**Dataset content**:
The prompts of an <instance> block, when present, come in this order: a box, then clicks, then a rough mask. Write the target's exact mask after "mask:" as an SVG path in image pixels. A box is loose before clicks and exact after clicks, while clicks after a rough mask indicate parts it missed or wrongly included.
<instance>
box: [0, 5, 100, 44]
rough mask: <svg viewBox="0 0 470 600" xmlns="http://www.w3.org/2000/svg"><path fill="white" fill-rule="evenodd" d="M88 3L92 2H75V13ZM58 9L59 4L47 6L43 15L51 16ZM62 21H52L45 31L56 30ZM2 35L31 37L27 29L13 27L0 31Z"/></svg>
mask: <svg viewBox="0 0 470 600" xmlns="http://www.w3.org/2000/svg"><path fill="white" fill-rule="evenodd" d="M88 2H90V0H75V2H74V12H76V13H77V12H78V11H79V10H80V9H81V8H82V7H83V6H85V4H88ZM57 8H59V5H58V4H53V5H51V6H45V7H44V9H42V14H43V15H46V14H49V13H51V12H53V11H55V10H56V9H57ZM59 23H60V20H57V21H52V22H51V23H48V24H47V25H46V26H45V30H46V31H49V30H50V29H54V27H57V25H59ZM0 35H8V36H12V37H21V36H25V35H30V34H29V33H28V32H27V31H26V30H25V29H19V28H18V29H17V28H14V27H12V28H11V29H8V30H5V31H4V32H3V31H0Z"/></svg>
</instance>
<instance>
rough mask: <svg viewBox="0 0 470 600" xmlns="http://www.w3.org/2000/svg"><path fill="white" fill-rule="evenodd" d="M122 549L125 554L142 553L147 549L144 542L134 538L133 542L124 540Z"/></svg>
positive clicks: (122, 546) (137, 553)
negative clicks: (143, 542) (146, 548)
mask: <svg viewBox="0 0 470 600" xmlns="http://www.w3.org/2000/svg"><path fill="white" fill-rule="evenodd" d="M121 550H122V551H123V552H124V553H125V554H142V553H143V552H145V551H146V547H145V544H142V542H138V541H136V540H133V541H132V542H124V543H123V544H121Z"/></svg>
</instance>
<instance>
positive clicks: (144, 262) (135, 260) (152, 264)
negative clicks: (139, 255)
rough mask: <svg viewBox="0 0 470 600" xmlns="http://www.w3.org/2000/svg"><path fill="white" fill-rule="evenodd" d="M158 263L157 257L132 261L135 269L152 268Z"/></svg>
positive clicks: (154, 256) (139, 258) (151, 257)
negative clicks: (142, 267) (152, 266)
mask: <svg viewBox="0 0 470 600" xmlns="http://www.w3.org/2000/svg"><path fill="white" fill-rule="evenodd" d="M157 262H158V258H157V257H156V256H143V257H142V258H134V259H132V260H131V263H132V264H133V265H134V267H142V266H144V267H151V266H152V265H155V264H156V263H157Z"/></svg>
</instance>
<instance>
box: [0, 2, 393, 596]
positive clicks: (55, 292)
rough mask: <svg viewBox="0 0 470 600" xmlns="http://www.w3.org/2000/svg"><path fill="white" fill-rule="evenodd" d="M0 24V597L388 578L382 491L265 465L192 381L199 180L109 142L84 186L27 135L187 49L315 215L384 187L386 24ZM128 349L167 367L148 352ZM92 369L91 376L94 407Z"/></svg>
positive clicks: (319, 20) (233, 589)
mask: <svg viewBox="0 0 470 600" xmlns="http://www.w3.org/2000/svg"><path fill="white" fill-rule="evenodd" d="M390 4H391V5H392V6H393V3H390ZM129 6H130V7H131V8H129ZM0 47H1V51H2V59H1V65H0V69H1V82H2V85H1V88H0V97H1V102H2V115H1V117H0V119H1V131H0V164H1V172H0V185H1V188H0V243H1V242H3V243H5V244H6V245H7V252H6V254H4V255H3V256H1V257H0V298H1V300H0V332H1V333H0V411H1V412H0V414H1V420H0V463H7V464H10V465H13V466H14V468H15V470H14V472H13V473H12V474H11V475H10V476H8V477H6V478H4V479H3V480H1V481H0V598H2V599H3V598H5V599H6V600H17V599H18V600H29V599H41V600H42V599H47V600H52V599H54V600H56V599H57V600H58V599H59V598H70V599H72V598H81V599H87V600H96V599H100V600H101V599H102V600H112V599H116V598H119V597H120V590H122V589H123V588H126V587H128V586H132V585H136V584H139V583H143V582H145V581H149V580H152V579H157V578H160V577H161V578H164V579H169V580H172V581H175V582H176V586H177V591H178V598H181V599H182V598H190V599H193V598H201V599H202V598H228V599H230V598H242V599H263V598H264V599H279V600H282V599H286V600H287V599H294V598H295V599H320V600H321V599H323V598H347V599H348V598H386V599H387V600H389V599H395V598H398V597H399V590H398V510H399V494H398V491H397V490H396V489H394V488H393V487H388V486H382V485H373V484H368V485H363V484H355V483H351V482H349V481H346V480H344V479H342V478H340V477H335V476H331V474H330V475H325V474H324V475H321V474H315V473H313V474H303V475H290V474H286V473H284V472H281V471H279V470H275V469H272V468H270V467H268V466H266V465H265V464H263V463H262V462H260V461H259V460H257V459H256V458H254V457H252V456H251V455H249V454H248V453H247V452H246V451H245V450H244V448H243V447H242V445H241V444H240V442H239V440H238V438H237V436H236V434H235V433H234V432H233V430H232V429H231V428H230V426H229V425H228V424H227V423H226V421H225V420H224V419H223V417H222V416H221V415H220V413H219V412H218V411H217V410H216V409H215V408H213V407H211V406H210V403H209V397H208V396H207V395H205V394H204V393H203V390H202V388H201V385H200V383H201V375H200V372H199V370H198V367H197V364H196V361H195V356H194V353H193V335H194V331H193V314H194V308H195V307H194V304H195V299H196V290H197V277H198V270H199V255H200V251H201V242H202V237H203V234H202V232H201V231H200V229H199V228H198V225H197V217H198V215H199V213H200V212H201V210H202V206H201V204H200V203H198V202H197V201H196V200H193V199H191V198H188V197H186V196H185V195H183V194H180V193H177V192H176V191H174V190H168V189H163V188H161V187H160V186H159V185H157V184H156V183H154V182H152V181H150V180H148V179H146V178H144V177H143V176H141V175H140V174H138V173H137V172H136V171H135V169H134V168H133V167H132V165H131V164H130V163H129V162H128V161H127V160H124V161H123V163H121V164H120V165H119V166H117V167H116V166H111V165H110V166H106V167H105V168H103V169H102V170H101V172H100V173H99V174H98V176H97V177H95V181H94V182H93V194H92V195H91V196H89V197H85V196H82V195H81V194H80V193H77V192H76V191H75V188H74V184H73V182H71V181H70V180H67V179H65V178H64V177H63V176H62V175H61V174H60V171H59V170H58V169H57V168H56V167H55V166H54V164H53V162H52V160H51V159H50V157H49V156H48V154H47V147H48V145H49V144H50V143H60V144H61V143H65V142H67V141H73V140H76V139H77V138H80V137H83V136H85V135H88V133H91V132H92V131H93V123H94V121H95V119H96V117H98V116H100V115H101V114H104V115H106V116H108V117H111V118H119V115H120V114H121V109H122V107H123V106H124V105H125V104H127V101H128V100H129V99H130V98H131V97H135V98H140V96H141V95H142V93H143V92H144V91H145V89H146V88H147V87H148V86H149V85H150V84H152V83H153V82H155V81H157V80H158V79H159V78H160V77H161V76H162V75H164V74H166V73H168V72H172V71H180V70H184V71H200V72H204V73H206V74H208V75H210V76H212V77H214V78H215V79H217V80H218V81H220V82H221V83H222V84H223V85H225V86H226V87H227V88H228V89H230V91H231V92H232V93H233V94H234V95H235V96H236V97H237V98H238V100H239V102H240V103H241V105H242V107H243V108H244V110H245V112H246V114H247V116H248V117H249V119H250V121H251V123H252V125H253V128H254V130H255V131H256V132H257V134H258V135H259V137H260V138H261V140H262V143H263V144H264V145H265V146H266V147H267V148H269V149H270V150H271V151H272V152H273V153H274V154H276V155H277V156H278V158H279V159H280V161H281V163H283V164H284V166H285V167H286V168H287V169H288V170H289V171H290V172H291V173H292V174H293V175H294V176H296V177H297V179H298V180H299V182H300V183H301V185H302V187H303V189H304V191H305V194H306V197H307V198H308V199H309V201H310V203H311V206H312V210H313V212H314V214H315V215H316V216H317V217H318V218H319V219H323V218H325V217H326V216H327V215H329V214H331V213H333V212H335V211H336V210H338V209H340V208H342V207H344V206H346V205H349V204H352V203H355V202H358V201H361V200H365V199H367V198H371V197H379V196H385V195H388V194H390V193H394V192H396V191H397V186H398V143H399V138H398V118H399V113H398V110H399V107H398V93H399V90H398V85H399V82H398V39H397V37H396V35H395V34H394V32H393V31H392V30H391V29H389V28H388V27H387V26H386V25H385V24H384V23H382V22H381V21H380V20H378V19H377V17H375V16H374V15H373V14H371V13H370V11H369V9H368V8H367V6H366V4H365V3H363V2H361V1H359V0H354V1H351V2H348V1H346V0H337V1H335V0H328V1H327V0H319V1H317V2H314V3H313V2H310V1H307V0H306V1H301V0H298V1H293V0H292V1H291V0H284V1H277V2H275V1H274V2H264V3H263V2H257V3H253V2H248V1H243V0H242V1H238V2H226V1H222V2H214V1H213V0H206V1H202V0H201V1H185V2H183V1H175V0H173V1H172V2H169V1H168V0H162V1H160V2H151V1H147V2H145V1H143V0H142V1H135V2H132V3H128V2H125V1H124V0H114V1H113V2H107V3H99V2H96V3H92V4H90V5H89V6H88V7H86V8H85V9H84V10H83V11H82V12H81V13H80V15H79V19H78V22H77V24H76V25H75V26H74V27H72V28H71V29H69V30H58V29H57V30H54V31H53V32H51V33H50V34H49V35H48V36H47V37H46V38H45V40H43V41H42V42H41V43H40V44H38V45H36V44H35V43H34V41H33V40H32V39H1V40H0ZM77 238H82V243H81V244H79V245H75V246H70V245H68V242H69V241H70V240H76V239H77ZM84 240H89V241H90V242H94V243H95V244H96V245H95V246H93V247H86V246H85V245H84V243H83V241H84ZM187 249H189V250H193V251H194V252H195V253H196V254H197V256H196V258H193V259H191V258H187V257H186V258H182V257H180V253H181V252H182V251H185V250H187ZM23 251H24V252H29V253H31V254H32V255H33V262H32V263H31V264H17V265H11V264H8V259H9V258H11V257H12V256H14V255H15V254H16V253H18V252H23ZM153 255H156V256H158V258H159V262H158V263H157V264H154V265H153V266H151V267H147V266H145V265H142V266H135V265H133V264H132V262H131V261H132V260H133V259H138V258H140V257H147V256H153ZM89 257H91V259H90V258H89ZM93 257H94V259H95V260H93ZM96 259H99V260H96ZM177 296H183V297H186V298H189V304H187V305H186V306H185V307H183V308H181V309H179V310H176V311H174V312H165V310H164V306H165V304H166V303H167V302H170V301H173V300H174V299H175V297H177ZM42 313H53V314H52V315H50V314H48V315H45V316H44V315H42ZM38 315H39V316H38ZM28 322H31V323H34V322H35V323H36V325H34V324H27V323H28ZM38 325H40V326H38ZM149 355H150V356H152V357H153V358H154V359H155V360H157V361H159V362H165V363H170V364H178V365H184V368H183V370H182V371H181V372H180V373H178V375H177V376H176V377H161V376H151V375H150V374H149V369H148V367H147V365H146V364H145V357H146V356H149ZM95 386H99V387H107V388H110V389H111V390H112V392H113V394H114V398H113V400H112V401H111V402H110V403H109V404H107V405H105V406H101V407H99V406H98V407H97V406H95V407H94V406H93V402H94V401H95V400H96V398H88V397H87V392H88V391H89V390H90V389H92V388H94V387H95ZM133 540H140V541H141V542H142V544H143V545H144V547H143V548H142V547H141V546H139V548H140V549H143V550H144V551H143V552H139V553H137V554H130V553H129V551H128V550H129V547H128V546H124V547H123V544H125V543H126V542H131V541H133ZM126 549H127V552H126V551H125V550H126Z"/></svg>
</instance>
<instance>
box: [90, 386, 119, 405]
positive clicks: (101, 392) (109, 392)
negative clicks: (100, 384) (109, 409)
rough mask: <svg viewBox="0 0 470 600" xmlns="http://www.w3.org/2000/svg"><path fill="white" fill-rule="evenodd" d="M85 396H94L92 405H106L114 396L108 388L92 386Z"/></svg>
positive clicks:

* * *

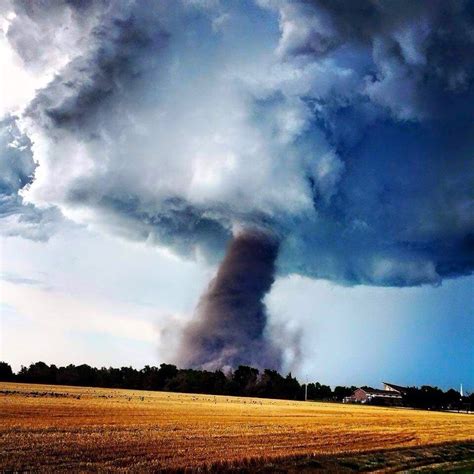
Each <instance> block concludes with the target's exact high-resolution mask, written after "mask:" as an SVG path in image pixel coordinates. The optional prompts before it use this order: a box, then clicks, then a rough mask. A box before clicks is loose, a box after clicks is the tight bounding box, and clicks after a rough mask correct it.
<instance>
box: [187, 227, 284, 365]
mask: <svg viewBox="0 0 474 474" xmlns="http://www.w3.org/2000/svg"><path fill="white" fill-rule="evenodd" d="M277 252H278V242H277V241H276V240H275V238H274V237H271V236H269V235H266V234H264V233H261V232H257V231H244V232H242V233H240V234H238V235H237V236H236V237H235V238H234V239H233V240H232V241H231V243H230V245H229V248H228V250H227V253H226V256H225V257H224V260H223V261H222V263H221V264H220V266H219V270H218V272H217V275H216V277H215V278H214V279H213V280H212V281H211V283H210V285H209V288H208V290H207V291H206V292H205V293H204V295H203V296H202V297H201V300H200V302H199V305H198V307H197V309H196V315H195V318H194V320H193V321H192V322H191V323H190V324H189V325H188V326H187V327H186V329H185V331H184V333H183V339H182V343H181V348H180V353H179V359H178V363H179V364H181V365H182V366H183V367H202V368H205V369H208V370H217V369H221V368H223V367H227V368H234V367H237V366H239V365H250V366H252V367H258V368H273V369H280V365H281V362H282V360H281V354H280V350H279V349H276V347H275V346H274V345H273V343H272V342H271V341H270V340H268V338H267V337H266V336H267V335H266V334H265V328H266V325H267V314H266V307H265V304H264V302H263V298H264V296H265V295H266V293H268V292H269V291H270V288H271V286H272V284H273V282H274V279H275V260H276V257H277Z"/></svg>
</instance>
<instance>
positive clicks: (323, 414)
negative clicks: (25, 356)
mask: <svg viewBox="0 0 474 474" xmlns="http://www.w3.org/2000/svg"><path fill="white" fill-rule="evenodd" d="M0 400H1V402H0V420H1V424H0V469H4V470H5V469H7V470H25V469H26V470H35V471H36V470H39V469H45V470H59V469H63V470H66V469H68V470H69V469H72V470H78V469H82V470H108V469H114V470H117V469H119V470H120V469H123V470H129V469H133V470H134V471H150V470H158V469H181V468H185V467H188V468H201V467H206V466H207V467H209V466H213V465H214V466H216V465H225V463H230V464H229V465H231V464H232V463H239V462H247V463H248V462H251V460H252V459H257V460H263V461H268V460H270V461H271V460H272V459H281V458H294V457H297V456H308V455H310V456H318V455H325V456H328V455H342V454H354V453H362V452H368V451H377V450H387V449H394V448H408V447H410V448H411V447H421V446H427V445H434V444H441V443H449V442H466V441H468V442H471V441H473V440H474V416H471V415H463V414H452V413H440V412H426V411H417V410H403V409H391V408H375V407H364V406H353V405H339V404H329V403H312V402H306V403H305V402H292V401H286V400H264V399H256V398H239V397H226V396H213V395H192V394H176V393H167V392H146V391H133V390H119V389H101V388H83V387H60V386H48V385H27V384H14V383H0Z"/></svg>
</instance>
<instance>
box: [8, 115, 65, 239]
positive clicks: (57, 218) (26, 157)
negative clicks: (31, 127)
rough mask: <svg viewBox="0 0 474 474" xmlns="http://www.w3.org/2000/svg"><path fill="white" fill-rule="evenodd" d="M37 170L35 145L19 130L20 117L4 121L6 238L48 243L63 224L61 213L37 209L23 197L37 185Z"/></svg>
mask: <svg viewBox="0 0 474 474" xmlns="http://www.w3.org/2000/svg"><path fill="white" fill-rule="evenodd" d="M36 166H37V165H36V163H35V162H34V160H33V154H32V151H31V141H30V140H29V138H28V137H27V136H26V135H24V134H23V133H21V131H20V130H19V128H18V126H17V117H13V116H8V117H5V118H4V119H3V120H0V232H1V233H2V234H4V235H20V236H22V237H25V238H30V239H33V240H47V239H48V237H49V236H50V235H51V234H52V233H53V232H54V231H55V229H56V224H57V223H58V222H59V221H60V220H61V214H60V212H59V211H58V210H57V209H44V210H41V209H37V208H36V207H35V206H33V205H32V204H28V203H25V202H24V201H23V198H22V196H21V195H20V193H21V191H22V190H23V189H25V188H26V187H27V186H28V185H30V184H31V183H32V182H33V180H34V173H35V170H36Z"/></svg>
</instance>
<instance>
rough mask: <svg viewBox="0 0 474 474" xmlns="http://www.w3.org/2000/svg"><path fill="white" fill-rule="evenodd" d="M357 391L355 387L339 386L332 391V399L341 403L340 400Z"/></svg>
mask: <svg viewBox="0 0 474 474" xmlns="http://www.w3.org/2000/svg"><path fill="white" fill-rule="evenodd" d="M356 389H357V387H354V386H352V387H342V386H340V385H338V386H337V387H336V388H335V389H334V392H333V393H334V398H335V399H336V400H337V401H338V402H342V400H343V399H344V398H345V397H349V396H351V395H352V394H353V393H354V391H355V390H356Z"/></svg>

**Task details**: Copy the items starting at the line that contains "The prompts of" and ending at the line that contains "positive clicks: (122, 546) (137, 553)", switching every "rough mask" to "coarse mask" and changing nothing else.

**Exercise solution**:
The prompts of an <instance> block, when present, come in this order: a box, then clicks, then a coarse mask. Write the target's exact mask after "mask:" as an SVG path in image pixels. A box is loose before clicks and exact after clicks, while clicks after a coarse mask indicate parts it missed or wrongly included.
<instance>
box: [0, 5, 100, 44]
coarse mask: <svg viewBox="0 0 470 600" xmlns="http://www.w3.org/2000/svg"><path fill="white" fill-rule="evenodd" d="M88 3L92 2H75V13ZM58 9L59 4L47 6L43 15L51 16ZM62 21H52L45 31L56 30ZM2 35L31 37L27 29L13 27L0 31Z"/></svg>
mask: <svg viewBox="0 0 470 600" xmlns="http://www.w3.org/2000/svg"><path fill="white" fill-rule="evenodd" d="M88 2H90V0H75V2H74V12H76V13H77V12H78V11H79V10H80V9H81V8H82V7H83V6H85V4H88ZM57 8H59V5H58V4H53V5H51V6H45V7H44V9H42V14H43V15H46V14H49V13H51V12H53V11H55V10H56V9H57ZM59 23H60V20H57V21H52V22H51V23H48V24H47V25H46V26H45V30H46V31H49V30H50V29H54V27H57V25H59ZM0 35H8V36H12V37H21V36H25V35H30V34H29V33H28V32H27V31H26V30H25V29H19V28H18V29H17V28H14V27H12V28H11V29H8V30H5V31H4V32H3V31H0Z"/></svg>
</instance>
<instance>
coarse mask: <svg viewBox="0 0 470 600" xmlns="http://www.w3.org/2000/svg"><path fill="white" fill-rule="evenodd" d="M122 549L125 554L142 553L147 549L144 542L134 538L133 542L124 540Z"/></svg>
positive clicks: (122, 546) (137, 553)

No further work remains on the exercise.